NGOKETUNJIA: le préfet Quetong Anderson Kongeh veut fermer écoles, collèges et lycées !
Le Ngoketunjia est ce département de la région du Nord-ouest dont le chef-lieu est Ndop. Trois arrondissements : Babessi, Ndop et Balikumbat. Dans le chaudron de la crise du NOSO, le Ngoketunjia est dans une situation extrêmement difficile. Il est traversé par la route nationale n°11 qui va jusqu’à Kumbo en passant par Jakiri. Le relief extrêmement accidenté de cette région y rend la maîtrise du terrain particulièrement difficile pour des troupes faisant face à une guérilla, notamment quand ladite guérilla opère en terrain connu par rapport à son adversaire. Il est donc extrêmement risqué pour quiconque n’est pas lourdement armé de se risquer sur ce parcours pourtant carrossable, parce que ce serait un pari largement intenable, et tous ceux qui ont voyagé dans cette région le savent parfaitement. A partir de Jakiri, vous pouvez joindre Foumban dans la région voisine de l’Ouest en empruntant une route régionale largement impraticable en saison pluvieuse y compris pour les véhicules militaires tous terrains. Nonobstant ces handicaps, cette route a d’ailleurs été largement utilisée ces deux dernières années pour éviter l’extrême risque de la nationale n°11 par tous ceux, civils fonctionnaires ou marchands, indigènes des lieux, qui ont usé de tous les moyens pour continuer à exercer un minimum d’activité et en vivre. Mais ce trajet multiplie souvent les coûts de transport par dix, sans le moindre surcroît d’assurance !

▶ _Données enregistrées_:
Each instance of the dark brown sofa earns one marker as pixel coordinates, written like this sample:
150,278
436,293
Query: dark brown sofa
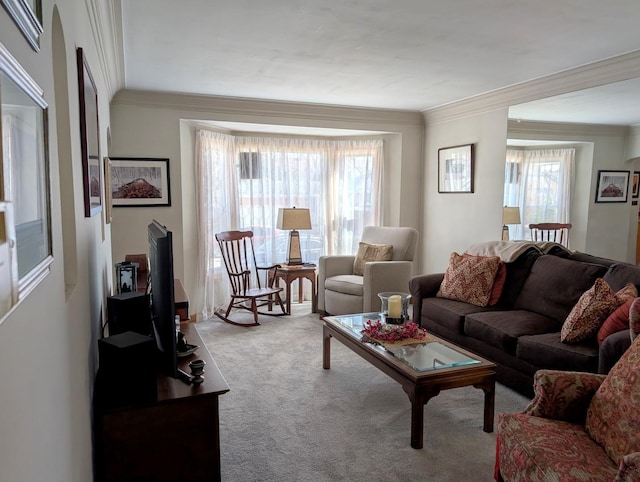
521,334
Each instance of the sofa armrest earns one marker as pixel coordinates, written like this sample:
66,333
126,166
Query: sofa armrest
563,395
423,286
382,276
629,470
329,266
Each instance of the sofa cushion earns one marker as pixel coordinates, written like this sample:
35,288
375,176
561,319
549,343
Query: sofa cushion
555,284
371,252
634,319
345,283
469,278
498,284
615,322
547,351
613,418
620,274
449,313
591,310
502,328
540,449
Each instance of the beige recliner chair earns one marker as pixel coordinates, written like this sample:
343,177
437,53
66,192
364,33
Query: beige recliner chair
341,291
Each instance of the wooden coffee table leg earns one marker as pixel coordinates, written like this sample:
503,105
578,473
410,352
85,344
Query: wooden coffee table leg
418,400
489,388
326,349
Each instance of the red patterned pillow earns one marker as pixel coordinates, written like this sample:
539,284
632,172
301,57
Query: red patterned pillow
469,279
629,292
613,417
617,321
593,307
634,318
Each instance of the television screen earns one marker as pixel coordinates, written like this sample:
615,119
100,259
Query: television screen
162,296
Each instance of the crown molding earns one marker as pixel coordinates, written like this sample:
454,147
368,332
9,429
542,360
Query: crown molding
106,26
613,69
253,108
570,131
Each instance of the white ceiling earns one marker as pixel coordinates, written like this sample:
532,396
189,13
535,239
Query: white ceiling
396,54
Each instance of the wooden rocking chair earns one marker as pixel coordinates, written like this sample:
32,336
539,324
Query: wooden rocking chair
239,258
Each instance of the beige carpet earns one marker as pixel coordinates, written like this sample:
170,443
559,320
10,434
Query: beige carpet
288,419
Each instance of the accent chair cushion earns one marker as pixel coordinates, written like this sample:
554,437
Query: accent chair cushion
371,252
591,310
469,278
613,418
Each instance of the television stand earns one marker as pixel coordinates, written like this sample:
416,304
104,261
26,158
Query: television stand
174,437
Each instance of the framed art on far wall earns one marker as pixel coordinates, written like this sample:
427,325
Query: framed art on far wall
89,138
140,182
613,186
455,169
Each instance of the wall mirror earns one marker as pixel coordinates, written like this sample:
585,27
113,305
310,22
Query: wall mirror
25,175
595,123
27,15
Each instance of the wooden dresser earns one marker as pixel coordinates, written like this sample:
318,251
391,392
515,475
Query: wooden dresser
174,437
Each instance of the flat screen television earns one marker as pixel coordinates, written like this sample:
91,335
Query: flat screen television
162,296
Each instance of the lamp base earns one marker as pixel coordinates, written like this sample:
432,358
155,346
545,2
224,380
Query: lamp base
505,232
295,255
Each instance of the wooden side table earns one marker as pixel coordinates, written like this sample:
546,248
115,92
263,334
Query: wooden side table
292,273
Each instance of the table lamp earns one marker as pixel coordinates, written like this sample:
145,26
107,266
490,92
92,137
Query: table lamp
294,219
510,215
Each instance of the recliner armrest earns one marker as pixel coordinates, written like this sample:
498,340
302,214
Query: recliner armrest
329,266
563,395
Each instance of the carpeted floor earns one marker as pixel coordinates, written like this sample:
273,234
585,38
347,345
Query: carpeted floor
288,419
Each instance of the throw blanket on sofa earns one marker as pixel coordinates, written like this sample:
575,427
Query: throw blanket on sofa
509,251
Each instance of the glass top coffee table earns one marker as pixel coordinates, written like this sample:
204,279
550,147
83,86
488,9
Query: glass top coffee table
423,369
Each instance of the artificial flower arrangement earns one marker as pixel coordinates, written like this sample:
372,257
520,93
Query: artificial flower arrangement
377,332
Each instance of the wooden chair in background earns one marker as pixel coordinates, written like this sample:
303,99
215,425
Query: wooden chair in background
250,284
554,232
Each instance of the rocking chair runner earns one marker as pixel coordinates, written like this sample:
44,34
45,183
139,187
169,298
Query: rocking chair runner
239,258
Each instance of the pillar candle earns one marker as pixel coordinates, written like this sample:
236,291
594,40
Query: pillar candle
395,306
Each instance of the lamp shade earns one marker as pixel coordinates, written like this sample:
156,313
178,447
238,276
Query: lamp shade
511,215
293,218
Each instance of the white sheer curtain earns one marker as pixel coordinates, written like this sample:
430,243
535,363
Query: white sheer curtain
216,210
539,182
243,180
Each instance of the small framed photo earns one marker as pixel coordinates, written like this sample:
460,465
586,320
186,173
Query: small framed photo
455,169
613,186
139,182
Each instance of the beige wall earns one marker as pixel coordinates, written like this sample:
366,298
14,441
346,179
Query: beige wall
47,344
149,124
453,222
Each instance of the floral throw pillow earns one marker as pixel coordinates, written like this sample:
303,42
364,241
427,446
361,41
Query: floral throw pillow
628,292
469,279
634,318
617,321
371,252
586,317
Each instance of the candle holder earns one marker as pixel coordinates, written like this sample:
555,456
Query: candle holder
395,307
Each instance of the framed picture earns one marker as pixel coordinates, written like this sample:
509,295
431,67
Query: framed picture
89,138
106,162
140,182
25,217
27,15
613,186
455,169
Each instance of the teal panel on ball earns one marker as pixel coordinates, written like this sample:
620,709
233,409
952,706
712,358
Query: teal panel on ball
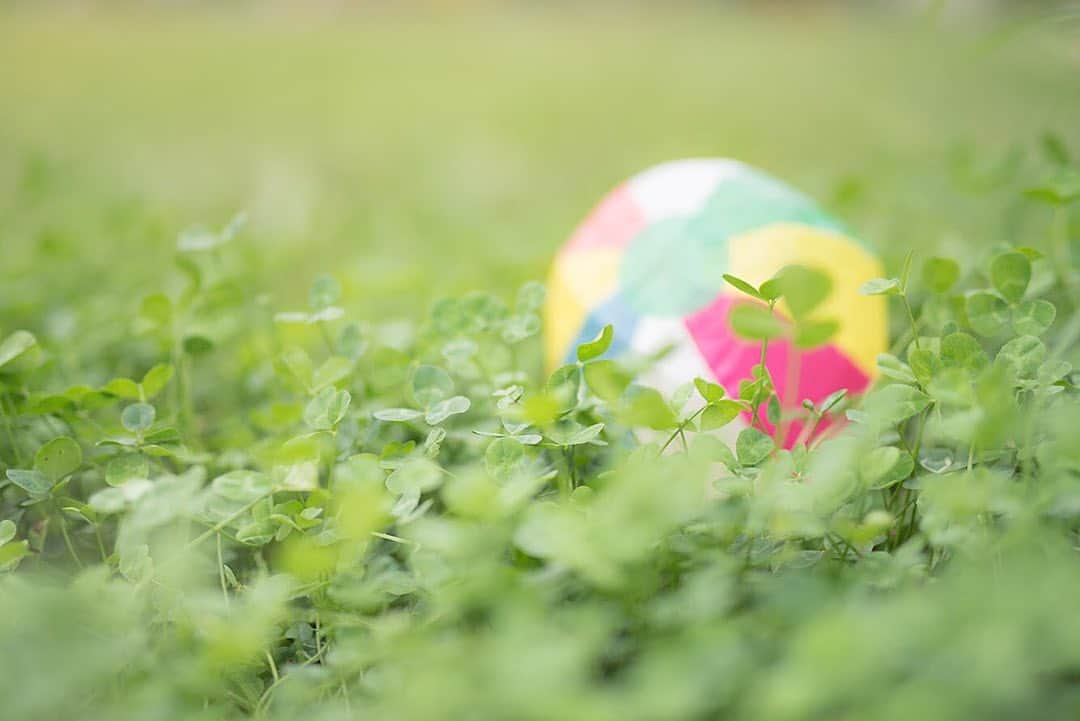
675,266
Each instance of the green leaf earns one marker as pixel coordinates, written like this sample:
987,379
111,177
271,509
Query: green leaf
399,415
242,486
327,408
771,290
198,344
126,467
923,364
431,384
812,334
12,553
15,344
960,350
880,286
752,447
710,391
503,458
156,379
743,286
940,274
876,464
719,413
896,403
1061,191
804,288
986,313
1033,317
8,530
324,293
772,411
597,347
1011,272
885,466
577,434
137,417
58,458
606,379
755,322
1023,355
444,409
829,402
417,474
35,483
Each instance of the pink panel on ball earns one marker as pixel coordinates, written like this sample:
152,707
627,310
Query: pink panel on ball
611,223
730,358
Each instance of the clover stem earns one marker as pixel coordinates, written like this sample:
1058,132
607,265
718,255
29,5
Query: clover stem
910,317
67,538
220,572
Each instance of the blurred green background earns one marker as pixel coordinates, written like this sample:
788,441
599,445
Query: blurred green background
421,151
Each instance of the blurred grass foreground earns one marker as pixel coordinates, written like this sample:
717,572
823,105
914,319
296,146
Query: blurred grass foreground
274,441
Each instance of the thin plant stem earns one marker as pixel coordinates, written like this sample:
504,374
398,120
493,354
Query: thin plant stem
67,538
220,572
231,517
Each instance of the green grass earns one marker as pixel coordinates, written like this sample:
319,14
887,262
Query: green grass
308,467
390,147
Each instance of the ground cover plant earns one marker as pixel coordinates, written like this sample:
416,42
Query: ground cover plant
278,466
414,522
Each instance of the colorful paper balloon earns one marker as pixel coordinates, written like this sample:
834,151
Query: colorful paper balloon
650,258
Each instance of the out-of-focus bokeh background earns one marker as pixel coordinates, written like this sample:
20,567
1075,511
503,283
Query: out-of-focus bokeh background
416,149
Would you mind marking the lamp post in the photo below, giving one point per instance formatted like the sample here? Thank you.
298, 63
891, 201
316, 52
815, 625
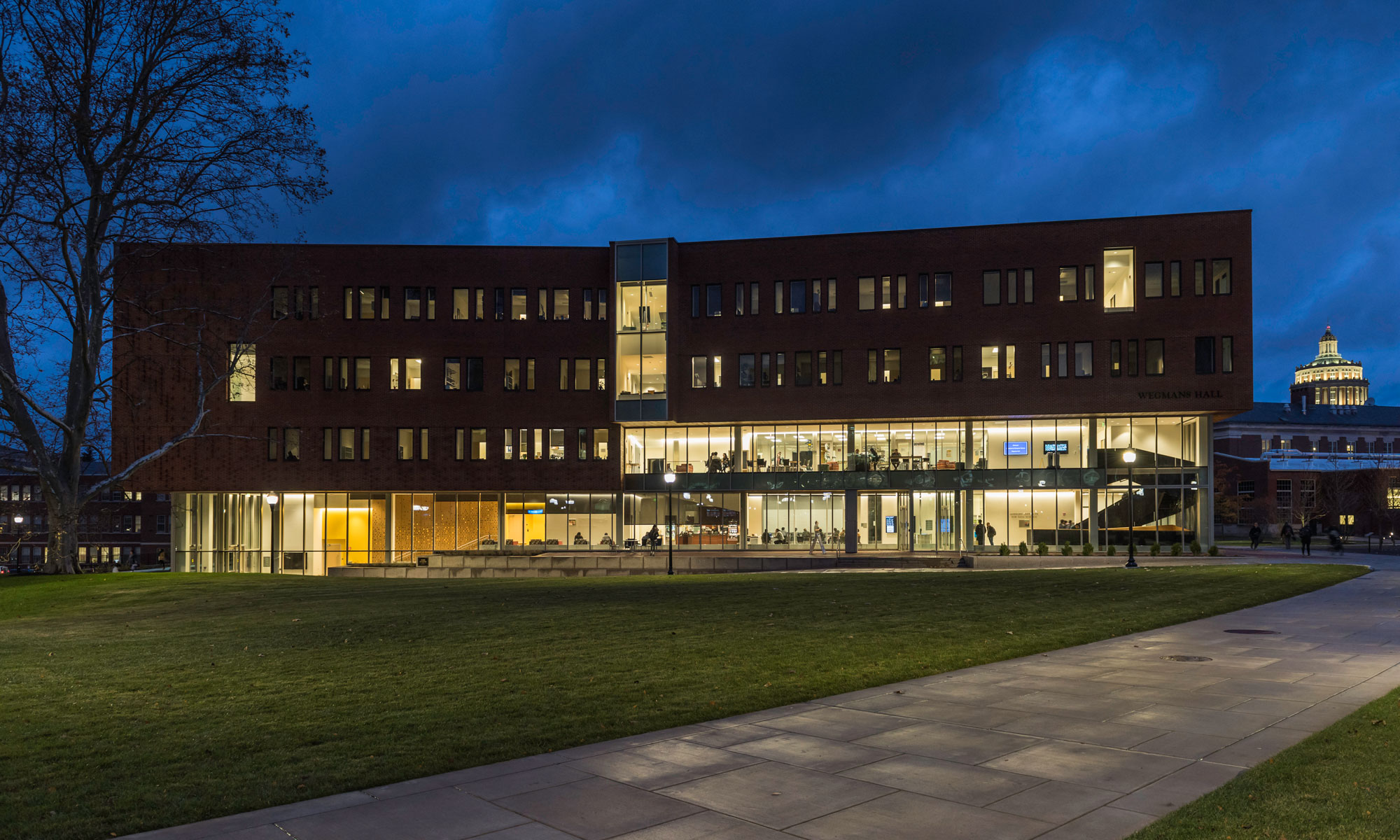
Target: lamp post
671, 526
1129, 457
272, 499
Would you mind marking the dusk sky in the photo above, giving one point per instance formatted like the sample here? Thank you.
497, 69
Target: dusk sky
575, 124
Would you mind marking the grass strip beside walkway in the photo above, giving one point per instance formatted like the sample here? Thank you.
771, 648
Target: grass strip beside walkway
1343, 782
132, 702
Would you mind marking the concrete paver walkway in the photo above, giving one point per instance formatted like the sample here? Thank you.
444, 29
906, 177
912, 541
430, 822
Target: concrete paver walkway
1086, 743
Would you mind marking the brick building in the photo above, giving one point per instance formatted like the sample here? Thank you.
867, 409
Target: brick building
901, 391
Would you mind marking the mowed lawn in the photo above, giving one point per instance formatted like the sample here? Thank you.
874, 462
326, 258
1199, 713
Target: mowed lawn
139, 701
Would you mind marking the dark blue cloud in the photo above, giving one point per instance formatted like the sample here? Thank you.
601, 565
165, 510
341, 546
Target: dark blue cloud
582, 122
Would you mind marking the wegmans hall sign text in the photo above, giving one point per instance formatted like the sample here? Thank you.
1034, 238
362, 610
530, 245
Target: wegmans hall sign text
1180, 394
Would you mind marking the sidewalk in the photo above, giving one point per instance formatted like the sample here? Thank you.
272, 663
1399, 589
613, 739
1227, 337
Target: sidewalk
1087, 743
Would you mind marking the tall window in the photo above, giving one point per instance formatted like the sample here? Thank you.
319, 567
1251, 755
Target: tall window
990, 288
937, 365
243, 373
1119, 285
1206, 355
1069, 284
1084, 359
867, 293
1154, 358
1220, 276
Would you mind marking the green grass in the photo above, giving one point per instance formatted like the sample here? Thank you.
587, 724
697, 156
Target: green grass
139, 701
1342, 783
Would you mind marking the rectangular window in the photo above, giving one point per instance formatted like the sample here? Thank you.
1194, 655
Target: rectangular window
1084, 359
713, 300
1220, 276
867, 293
892, 366
302, 373
1154, 358
475, 374
990, 288
803, 368
943, 290
937, 365
1206, 355
279, 373
1069, 284
990, 362
1152, 279
243, 373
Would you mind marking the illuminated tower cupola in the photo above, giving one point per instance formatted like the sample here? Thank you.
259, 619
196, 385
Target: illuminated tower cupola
1329, 379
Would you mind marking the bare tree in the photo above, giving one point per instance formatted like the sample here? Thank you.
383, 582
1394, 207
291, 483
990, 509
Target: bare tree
128, 127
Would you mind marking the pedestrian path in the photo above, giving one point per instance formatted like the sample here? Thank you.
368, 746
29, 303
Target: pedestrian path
1087, 743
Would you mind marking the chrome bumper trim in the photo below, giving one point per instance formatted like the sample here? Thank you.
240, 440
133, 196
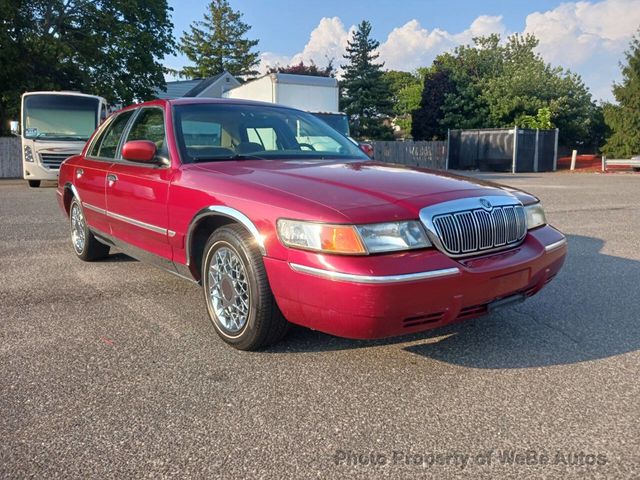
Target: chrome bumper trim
555, 245
355, 278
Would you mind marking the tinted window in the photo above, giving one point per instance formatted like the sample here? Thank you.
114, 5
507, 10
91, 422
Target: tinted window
59, 117
108, 144
149, 125
211, 132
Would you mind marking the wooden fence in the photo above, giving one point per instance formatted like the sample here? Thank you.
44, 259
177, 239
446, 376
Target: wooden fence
417, 154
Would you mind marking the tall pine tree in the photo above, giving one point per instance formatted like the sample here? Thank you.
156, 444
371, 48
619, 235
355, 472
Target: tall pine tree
218, 43
366, 96
624, 119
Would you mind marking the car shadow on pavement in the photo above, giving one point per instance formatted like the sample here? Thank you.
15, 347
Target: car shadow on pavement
589, 311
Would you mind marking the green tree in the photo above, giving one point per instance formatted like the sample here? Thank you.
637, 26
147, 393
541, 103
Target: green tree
542, 120
112, 48
427, 121
624, 118
366, 96
219, 43
306, 69
406, 89
493, 84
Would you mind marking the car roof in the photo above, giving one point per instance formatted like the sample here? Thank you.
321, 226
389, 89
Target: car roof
205, 101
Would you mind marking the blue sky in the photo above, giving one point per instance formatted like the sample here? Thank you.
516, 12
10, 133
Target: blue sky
587, 36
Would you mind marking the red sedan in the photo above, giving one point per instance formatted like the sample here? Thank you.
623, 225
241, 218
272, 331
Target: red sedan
282, 219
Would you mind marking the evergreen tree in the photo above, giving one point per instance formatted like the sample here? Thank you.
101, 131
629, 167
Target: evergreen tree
218, 43
624, 119
366, 96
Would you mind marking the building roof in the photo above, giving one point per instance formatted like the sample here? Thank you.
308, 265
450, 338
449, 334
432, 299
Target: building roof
186, 88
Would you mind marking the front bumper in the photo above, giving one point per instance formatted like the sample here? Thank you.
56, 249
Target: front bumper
387, 295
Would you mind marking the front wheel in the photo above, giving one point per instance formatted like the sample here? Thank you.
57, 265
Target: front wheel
237, 292
85, 245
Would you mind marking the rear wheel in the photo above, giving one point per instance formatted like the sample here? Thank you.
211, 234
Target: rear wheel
85, 245
237, 292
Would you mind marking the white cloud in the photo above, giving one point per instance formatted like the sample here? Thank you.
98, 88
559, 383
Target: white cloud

▶ _Consignes_:
1. Répondez à ces questions sur l'article consacré au Ngoketunjia :
(a) Quel est le chef-lieu du département ?
(b) Jusqu'à quelle ville va la route nationale n°11 ?
(c) Par combien le trajet passant par la route régionale vers Foumban multiplie-t-il souvent les coûts de transport ?
2. Poursuivez l'article consacré au Ngoketunjia à partir de sa dernière phrase.

▶ _Corrigé_:
1.
(a) Le chef-lieu du département est Ndop.
(b) La route nationale n°11 va jusqu'à Kumbo.
(c) Ce trajet multiplie souvent les coûts de transport par dix.

2.
Dans le Ngoketunjia, l’arrondissement de Balikumbat a une histoire particulière en matière d’insécurité. C’est un pays encaissé dans des gorges profondes noyées dans plusieurs mètres d’eau en saisons pluvieuses, comme le sont les fjords norvégiens. Pas de routes nationales ni régionales, rien que des départementales. Dans ce paysage primaire, tourmenté, largement abandonné depuis toujours, la rébellion anglophone se sent aussi à l’aise qu’un poisson dans l’eau et ce ne sont pas les quelques incursions fortement médiatisées des forces armées nationales qui peuvent changer substantiellement la donne qui y prévaut. On sait que ces dernières années, les groupes armés y ont sévi sans répit et sans rencontrer de résistance sérieuse, incendiant, tuant, kidnappant, torturant, rançonnant tout ce qui portait ostensiblement ou non les couleurs de la République. Au point que les sous-préfets et préfets des lieux, contrairement à ce qu’ils exigent habituellement des autres fonctionnaires, ont dû délocaliser leurs centres de commandement à Bamenda, seul point sur la carte du Nord-ouest où l’on peut être aujourd’hui assuré d’une relative sécurité. Récemment, un groupe d’enseignants, obéissant imprudemment aux injonctions de l’autorité administrative, s’est risqué sur la route de Bafut, dans le département voisin et chef-lieu régional de la Mezam, à tout juste 23 km de Bamenda. Ils ont été arraisonnés en cours de route, trainés en brousse où ils ont passé deux jours, bastonnés, torturés, rançonnés et finalement abandonnés nus sur le bord de la route.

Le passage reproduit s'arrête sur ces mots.